Problem requirements
Reproduce the entries below exactly, but only from the line containing "positive clicks: (267, 235)" to the line containing "positive clicks: (280, 281)", inclusive.
+++ The records +++
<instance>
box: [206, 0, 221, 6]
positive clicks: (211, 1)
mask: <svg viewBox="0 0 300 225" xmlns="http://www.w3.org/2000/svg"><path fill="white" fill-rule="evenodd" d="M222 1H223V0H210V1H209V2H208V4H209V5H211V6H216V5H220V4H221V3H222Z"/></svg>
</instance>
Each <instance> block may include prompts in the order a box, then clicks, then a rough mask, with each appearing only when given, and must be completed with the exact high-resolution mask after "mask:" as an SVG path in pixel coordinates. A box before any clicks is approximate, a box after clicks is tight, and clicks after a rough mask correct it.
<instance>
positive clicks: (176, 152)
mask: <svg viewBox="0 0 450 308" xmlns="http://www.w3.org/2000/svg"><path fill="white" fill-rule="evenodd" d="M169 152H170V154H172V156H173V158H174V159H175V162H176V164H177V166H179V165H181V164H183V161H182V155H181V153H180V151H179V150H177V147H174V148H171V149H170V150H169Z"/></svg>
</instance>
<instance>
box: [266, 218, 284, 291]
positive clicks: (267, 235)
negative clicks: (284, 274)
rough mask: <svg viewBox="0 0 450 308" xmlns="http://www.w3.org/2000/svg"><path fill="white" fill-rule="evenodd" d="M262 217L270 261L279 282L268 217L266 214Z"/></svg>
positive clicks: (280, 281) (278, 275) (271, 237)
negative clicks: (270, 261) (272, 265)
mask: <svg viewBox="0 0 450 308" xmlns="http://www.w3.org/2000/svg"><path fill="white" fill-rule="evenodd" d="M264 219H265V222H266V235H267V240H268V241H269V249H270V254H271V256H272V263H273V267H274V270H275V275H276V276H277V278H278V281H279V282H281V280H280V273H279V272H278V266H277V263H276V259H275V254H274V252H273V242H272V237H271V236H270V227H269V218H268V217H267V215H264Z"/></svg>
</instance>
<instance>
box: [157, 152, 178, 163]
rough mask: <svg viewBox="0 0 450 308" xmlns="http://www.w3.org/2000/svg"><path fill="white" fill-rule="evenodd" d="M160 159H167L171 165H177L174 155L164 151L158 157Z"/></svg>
+++
Reply
positive clicks: (267, 235)
negative clicks: (284, 274)
rough mask: <svg viewBox="0 0 450 308" xmlns="http://www.w3.org/2000/svg"><path fill="white" fill-rule="evenodd" d="M262 217L270 261L279 282L268 217L266 214Z"/></svg>
positive clicks: (280, 281) (278, 275) (271, 237)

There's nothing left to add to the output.